** Dataset records **

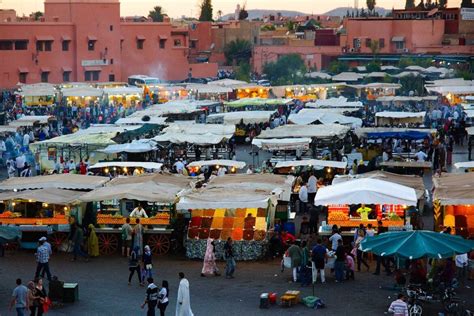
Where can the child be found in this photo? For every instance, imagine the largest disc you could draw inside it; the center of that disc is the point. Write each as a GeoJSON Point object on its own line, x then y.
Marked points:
{"type": "Point", "coordinates": [350, 266]}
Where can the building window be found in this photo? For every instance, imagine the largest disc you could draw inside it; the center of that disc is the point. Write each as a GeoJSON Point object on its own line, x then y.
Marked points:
{"type": "Point", "coordinates": [91, 45]}
{"type": "Point", "coordinates": [65, 46]}
{"type": "Point", "coordinates": [6, 45]}
{"type": "Point", "coordinates": [21, 45]}
{"type": "Point", "coordinates": [368, 41]}
{"type": "Point", "coordinates": [91, 75]}
{"type": "Point", "coordinates": [381, 42]}
{"type": "Point", "coordinates": [22, 77]}
{"type": "Point", "coordinates": [399, 45]}
{"type": "Point", "coordinates": [162, 43]}
{"type": "Point", "coordinates": [44, 76]}
{"type": "Point", "coordinates": [44, 46]}
{"type": "Point", "coordinates": [66, 76]}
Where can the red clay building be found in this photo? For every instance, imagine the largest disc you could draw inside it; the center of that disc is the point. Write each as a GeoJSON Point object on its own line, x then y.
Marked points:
{"type": "Point", "coordinates": [86, 40]}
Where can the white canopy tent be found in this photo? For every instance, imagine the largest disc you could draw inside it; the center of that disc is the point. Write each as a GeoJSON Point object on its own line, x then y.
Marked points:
{"type": "Point", "coordinates": [282, 143]}
{"type": "Point", "coordinates": [312, 162]}
{"type": "Point", "coordinates": [305, 131]}
{"type": "Point", "coordinates": [140, 146]}
{"type": "Point", "coordinates": [218, 162]}
{"type": "Point", "coordinates": [127, 164]}
{"type": "Point", "coordinates": [248, 117]}
{"type": "Point", "coordinates": [367, 191]}
{"type": "Point", "coordinates": [340, 102]}
{"type": "Point", "coordinates": [309, 116]}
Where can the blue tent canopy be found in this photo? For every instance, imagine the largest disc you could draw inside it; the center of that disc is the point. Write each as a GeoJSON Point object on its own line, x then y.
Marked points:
{"type": "Point", "coordinates": [412, 135]}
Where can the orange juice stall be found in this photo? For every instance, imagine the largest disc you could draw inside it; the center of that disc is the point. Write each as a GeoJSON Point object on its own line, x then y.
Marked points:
{"type": "Point", "coordinates": [240, 206]}
{"type": "Point", "coordinates": [38, 213]}
{"type": "Point", "coordinates": [365, 201]}
{"type": "Point", "coordinates": [115, 202]}
{"type": "Point", "coordinates": [453, 203]}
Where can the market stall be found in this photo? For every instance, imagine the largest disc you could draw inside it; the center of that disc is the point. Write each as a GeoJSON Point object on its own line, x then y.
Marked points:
{"type": "Point", "coordinates": [365, 201]}
{"type": "Point", "coordinates": [453, 202]}
{"type": "Point", "coordinates": [233, 165]}
{"type": "Point", "coordinates": [127, 96]}
{"type": "Point", "coordinates": [39, 94]}
{"type": "Point", "coordinates": [113, 203]}
{"type": "Point", "coordinates": [246, 217]}
{"type": "Point", "coordinates": [396, 118]}
{"type": "Point", "coordinates": [39, 212]}
{"type": "Point", "coordinates": [82, 95]}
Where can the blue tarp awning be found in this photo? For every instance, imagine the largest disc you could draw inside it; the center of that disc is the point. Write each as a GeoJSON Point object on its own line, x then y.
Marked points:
{"type": "Point", "coordinates": [412, 135]}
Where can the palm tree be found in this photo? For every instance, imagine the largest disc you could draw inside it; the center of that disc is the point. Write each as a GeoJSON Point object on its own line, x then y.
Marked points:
{"type": "Point", "coordinates": [156, 14]}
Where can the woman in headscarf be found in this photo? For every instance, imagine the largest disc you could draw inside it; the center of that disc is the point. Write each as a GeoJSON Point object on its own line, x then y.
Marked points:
{"type": "Point", "coordinates": [138, 237]}
{"type": "Point", "coordinates": [210, 266]}
{"type": "Point", "coordinates": [92, 242]}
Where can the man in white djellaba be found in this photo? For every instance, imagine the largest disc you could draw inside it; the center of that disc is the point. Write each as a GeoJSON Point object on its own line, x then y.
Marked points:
{"type": "Point", "coordinates": [183, 303]}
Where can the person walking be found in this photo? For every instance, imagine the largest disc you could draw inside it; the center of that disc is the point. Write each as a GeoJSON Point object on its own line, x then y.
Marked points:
{"type": "Point", "coordinates": [126, 238]}
{"type": "Point", "coordinates": [319, 259]}
{"type": "Point", "coordinates": [151, 298]}
{"type": "Point", "coordinates": [134, 265]}
{"type": "Point", "coordinates": [339, 264]}
{"type": "Point", "coordinates": [42, 259]}
{"type": "Point", "coordinates": [296, 254]}
{"type": "Point", "coordinates": [20, 299]}
{"type": "Point", "coordinates": [163, 297]}
{"type": "Point", "coordinates": [92, 242]}
{"type": "Point", "coordinates": [147, 264]}
{"type": "Point", "coordinates": [209, 265]}
{"type": "Point", "coordinates": [399, 307]}
{"type": "Point", "coordinates": [183, 302]}
{"type": "Point", "coordinates": [229, 259]}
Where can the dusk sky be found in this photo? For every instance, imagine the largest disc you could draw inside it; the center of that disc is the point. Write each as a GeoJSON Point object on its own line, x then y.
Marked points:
{"type": "Point", "coordinates": [177, 8]}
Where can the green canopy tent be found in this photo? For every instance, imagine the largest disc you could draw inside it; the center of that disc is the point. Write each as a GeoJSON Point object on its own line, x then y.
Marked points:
{"type": "Point", "coordinates": [416, 244]}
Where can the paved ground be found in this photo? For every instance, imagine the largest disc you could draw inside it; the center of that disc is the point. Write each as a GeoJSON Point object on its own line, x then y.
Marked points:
{"type": "Point", "coordinates": [103, 288]}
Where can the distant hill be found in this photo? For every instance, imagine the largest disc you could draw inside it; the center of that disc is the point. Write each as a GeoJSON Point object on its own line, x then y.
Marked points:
{"type": "Point", "coordinates": [342, 11]}
{"type": "Point", "coordinates": [260, 13]}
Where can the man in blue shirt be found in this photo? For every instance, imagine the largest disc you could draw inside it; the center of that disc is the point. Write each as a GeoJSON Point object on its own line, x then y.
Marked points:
{"type": "Point", "coordinates": [20, 299]}
{"type": "Point", "coordinates": [42, 258]}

** Task statement **
Set the listing down in full and exactly. Pictures within it should not appear in the copy.

** Result of the exercise **
Where can the child be found in this photo? For every instance, imagine the largest disc you could draw inside it; the center of that disc is the point. Write each as a GeoJSON Point object on its own line, x then y.
Marked points:
{"type": "Point", "coordinates": [350, 266]}
Where can the building window be found in this photo? For every instance, imagine the largest disc you could draw inside it; the center of that disc is the point. Write each as a GeoJSON Point object on its own line, x then y.
Marked points:
{"type": "Point", "coordinates": [91, 45]}
{"type": "Point", "coordinates": [65, 46]}
{"type": "Point", "coordinates": [6, 45]}
{"type": "Point", "coordinates": [21, 45]}
{"type": "Point", "coordinates": [368, 41]}
{"type": "Point", "coordinates": [91, 75]}
{"type": "Point", "coordinates": [381, 42]}
{"type": "Point", "coordinates": [22, 77]}
{"type": "Point", "coordinates": [399, 45]}
{"type": "Point", "coordinates": [162, 43]}
{"type": "Point", "coordinates": [44, 76]}
{"type": "Point", "coordinates": [44, 46]}
{"type": "Point", "coordinates": [66, 76]}
Where can the red clay building be found in this photo? For every instance, imagine the largest disc you could draw inside it; the center of that disc is the point. Write each as a GeoJSON Point object on its own line, x then y.
Marked points:
{"type": "Point", "coordinates": [86, 40]}
Where can the white canopy tent be found in this photo? For every instance, imagine the largest disc you could draw inside it; the center of that disc is the point. Write each as a GeoJSON Point object on its own line, x then y.
Marked points:
{"type": "Point", "coordinates": [282, 143]}
{"type": "Point", "coordinates": [312, 162]}
{"type": "Point", "coordinates": [305, 131]}
{"type": "Point", "coordinates": [140, 146]}
{"type": "Point", "coordinates": [218, 162]}
{"type": "Point", "coordinates": [127, 164]}
{"type": "Point", "coordinates": [248, 117]}
{"type": "Point", "coordinates": [367, 191]}
{"type": "Point", "coordinates": [340, 102]}
{"type": "Point", "coordinates": [309, 116]}
Where can the blue tent canopy be found in this photo? For every instance, imagine the largest disc you could draw inside it; the center of that disc is the point. Write each as a GeoJSON Point object on its own line, x then y.
Marked points:
{"type": "Point", "coordinates": [412, 135]}
Where can the orange juice stall be found in this photo? For every instance, imagine the largest disc you could draw inside it; the center of that disc is the point. Write each as a GeoJSON Point object on its own line, x then y.
Marked points:
{"type": "Point", "coordinates": [240, 206]}
{"type": "Point", "coordinates": [38, 213]}
{"type": "Point", "coordinates": [365, 201]}
{"type": "Point", "coordinates": [115, 202]}
{"type": "Point", "coordinates": [453, 203]}
Where can the market stall be found in this photo? For every instance, imagine the largest disc you could draw inside it; the center of that disc is the point. Write each as a GeoJSON Point object on its own line, x then y.
Marked points:
{"type": "Point", "coordinates": [365, 201]}
{"type": "Point", "coordinates": [453, 202]}
{"type": "Point", "coordinates": [233, 165]}
{"type": "Point", "coordinates": [127, 96]}
{"type": "Point", "coordinates": [39, 94]}
{"type": "Point", "coordinates": [113, 203]}
{"type": "Point", "coordinates": [246, 217]}
{"type": "Point", "coordinates": [396, 118]}
{"type": "Point", "coordinates": [39, 212]}
{"type": "Point", "coordinates": [82, 95]}
Where can the blue tarp awning be found in this photo? For every instance, imagine the largest disc you could draw inside it; the center of that disc is the point. Write each as a GeoJSON Point object on its own line, x then y.
Marked points:
{"type": "Point", "coordinates": [412, 135]}
Where can the palm tree be found in this photo? For every instance, imagine the largest disc you could draw inside it; the center of that disc is the point. Write each as a GeoJSON Point object on its own line, x then y.
Marked points:
{"type": "Point", "coordinates": [156, 14]}
Where can the woman in headscarf be found in this photo? For every instance, imagine the largest disc you could draw inside it; the center of that disc is the point. Write each as a GeoJSON Point object on its own line, x then y.
Marked points:
{"type": "Point", "coordinates": [138, 237]}
{"type": "Point", "coordinates": [210, 266]}
{"type": "Point", "coordinates": [92, 242]}
Where can the man in white djellaba be found in this photo? For every instance, imagine the largest disc you could draw inside it; the center of that disc is the point. Write each as a GeoJSON Point object on its own line, x then y.
Marked points:
{"type": "Point", "coordinates": [183, 303]}
Where can the person walking be found in this photo? For every instance, imagine the largest disc you could draw inside it; the center of that disc is the point. Write each as a GeoJSON Point object on its own line, x then y.
Marked points:
{"type": "Point", "coordinates": [126, 238]}
{"type": "Point", "coordinates": [319, 259]}
{"type": "Point", "coordinates": [151, 298]}
{"type": "Point", "coordinates": [134, 265]}
{"type": "Point", "coordinates": [339, 264]}
{"type": "Point", "coordinates": [42, 259]}
{"type": "Point", "coordinates": [296, 254]}
{"type": "Point", "coordinates": [20, 299]}
{"type": "Point", "coordinates": [163, 297]}
{"type": "Point", "coordinates": [92, 242]}
{"type": "Point", "coordinates": [147, 264]}
{"type": "Point", "coordinates": [209, 265]}
{"type": "Point", "coordinates": [399, 307]}
{"type": "Point", "coordinates": [183, 302]}
{"type": "Point", "coordinates": [229, 259]}
Where can the dusk sky be found in this photo? For every instance, imagine the largest disc you could draw inside it; the center of that disc is the point. Write each as a GeoJSON Point object on its own line, x then y.
Marked points:
{"type": "Point", "coordinates": [177, 8]}
Where can the green canopy tent be found in this photo? For every instance, imagine the largest disc you could draw inside it; the center of that disc is the point. Write each as a GeoJSON Point object on its own line, x then y.
Marked points:
{"type": "Point", "coordinates": [416, 244]}
Where can the paved ground be found in this photo? For every instance, imagine the largest disc you could draw inside it; the center of that disc is the point. Write each as a GeoJSON Point object on its own line, x then y.
Marked points:
{"type": "Point", "coordinates": [103, 288]}
Where can the distant hill be found in this photo? For every instance, imagine the largest disc you could draw inside it; the center of that disc is the point. Write each as a GeoJSON Point object on its own line, x then y.
Marked points:
{"type": "Point", "coordinates": [342, 11]}
{"type": "Point", "coordinates": [260, 13]}
Where can the man in blue shirt be found in this photo? For every instance, imagine the largest disc you could draw inside it; the center of that disc is the point. Write each as a GeoJSON Point object on its own line, x then y.
Marked points:
{"type": "Point", "coordinates": [20, 299]}
{"type": "Point", "coordinates": [42, 258]}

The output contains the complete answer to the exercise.